== DATA
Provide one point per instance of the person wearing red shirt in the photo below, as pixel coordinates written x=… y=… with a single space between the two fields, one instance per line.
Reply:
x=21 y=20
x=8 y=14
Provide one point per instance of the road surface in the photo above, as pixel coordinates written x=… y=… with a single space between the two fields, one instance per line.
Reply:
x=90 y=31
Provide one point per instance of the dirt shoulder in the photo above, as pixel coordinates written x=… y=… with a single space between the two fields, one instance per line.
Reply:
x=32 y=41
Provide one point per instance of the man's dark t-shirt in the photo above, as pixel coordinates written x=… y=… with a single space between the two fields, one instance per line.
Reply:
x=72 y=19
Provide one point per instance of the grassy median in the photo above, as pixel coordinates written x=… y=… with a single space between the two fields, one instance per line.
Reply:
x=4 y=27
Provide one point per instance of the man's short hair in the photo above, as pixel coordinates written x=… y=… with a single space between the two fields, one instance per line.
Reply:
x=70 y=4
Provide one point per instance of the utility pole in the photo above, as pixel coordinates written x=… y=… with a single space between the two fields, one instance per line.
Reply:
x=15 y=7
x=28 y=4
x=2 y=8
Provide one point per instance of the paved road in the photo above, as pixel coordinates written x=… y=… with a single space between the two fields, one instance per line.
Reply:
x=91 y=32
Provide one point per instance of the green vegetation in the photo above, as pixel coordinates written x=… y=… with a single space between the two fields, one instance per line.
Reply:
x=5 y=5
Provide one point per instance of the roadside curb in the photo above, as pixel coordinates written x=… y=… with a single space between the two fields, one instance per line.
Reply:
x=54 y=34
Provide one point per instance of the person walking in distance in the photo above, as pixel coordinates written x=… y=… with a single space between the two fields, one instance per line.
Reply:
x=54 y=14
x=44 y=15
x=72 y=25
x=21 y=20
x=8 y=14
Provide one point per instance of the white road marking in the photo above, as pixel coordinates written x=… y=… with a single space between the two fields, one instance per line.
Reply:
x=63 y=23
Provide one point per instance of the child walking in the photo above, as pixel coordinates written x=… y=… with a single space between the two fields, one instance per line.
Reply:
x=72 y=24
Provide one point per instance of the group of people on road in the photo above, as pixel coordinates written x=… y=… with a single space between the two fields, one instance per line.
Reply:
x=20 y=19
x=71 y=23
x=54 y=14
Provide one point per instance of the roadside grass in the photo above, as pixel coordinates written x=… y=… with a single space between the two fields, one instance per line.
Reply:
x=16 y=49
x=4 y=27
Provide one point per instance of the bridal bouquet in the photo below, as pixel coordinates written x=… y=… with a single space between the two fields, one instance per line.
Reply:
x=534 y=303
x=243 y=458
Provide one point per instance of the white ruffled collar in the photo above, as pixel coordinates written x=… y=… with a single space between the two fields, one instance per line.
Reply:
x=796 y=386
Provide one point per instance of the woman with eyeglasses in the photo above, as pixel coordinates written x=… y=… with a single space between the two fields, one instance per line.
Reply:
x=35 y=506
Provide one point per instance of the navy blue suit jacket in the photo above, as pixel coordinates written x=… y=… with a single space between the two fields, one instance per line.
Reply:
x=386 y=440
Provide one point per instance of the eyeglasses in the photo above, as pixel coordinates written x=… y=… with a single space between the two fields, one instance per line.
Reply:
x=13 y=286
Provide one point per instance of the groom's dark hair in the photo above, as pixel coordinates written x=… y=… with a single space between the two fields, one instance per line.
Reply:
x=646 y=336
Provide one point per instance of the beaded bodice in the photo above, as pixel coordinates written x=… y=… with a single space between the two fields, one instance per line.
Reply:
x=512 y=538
====
* [REQUIREMENT]
What's needed is a word-for-word restatement of all the entries.

* [ANSWER TO THE PROBLEM]
Provide one point per instance of the person wearing red shirt in the photo below, as pixel coordinates written x=… y=… with a single space between the two fields, one instance per line.
Reply:
x=21 y=20
x=8 y=14
Provide one point per instance of the road surface in the photo above, as pixel coordinates written x=… y=… with a single space between the two fields, one instance per line.
Reply:
x=90 y=31
Provide one point per instance of the dirt shoulder in the photo above, as pixel coordinates written x=… y=… with a single space between the two fields, one instance per line.
Reply:
x=32 y=41
Provide one point per instance of the man's dark t-shirt in the photo above, as pixel coordinates written x=… y=… with a single space between the two fields, one instance per line.
Reply:
x=72 y=19
Provide one point per instance of the grassy median in the photo above, as pixel coordinates written x=… y=… with a single space between the two fields, one instance per line.
Reply:
x=4 y=27
Provide one point per instance of the man's short hair in the photo above, as pixel coordinates written x=… y=… with a single space between the two fields, one instance per line.
Reply:
x=70 y=4
Provide one point per instance of the utility pole in the photo above, as pixel coordinates written x=… y=… with a single space between the two fields, one instance per line.
Reply:
x=15 y=7
x=28 y=4
x=2 y=8
Provide one point per instance of the paved road in the photo above, as pixel coordinates written x=… y=… with a single space between the two fields, one instance per line.
Reply:
x=91 y=32
Provide one point per instance of the green vegetation in the photo above, as pixel coordinates written x=… y=… with a single space between the two fields, one instance per line.
Reply:
x=5 y=5
Provide one point per instance of the roadside curb in the photo above, as pixel coordinates written x=… y=… with a single space between the two fields, one instance per line.
Reply:
x=54 y=34
Provide one point per instance of the person walking in distance in the photo above, as pixel coordinates written x=… y=… with a single space between the two fields, one instance per line.
Reply:
x=54 y=14
x=44 y=15
x=72 y=25
x=21 y=20
x=8 y=14
Provide one point per instance of the white road marking in the photo above, as pixel coordinates written x=… y=… with a single space between the two fields, one instance per line.
Reply:
x=63 y=23
Provide one point per instance of the child walking in the photo above, as pixel coordinates written x=… y=… with a single space between the two fields, one instance per line.
Reply:
x=72 y=24
Provide one point per instance of the group of people on road in the photo above, as pixel coordinates written x=… y=… with a single space between the two fields, one instance per line.
Reply:
x=20 y=19
x=71 y=23
x=54 y=14
Provide one point per instance of the roadside grass in the photo above, as pixel coordinates written x=… y=… with a single space between the two fields, one instance per line.
Reply:
x=16 y=49
x=4 y=27
Provide one point per instance of the bridal bouquet in the photo below, as pixel coordinates written x=… y=… with a single space between the two fields, one instance per line.
Reply:
x=534 y=303
x=243 y=458
Provide one point per instance of the white ruffled collar in the photo above, as pixel coordinates written x=… y=… with a single space between the two fields, one instance per line.
Reply:
x=796 y=386
Provide one point per instance of the woman with eyeglasses in the photo above, as pixel coordinates written x=… y=… with a single space between the two fields, one instance per line.
Reply:
x=35 y=506
Provide one point per instance of the navy blue suit jacket in the photo above, as pixel coordinates written x=… y=… with a single space between the two fields, one instance per line.
Reply:
x=386 y=440
Provide one point per instance of the eyeglasses in the photo above, as pixel coordinates written x=… y=… with a single space between the two fields, one instance per line.
Reply:
x=13 y=286
Provide one point per instance of the groom's dark hair in the photo above, as pixel coordinates written x=… y=… with a single space between the two fields, one instance per line.
Reply:
x=646 y=336
Provide one point per instance of the beaded bodice in the photo above, as pixel coordinates written x=… y=… with a single space between the two fields, one instance per line.
Reply:
x=512 y=538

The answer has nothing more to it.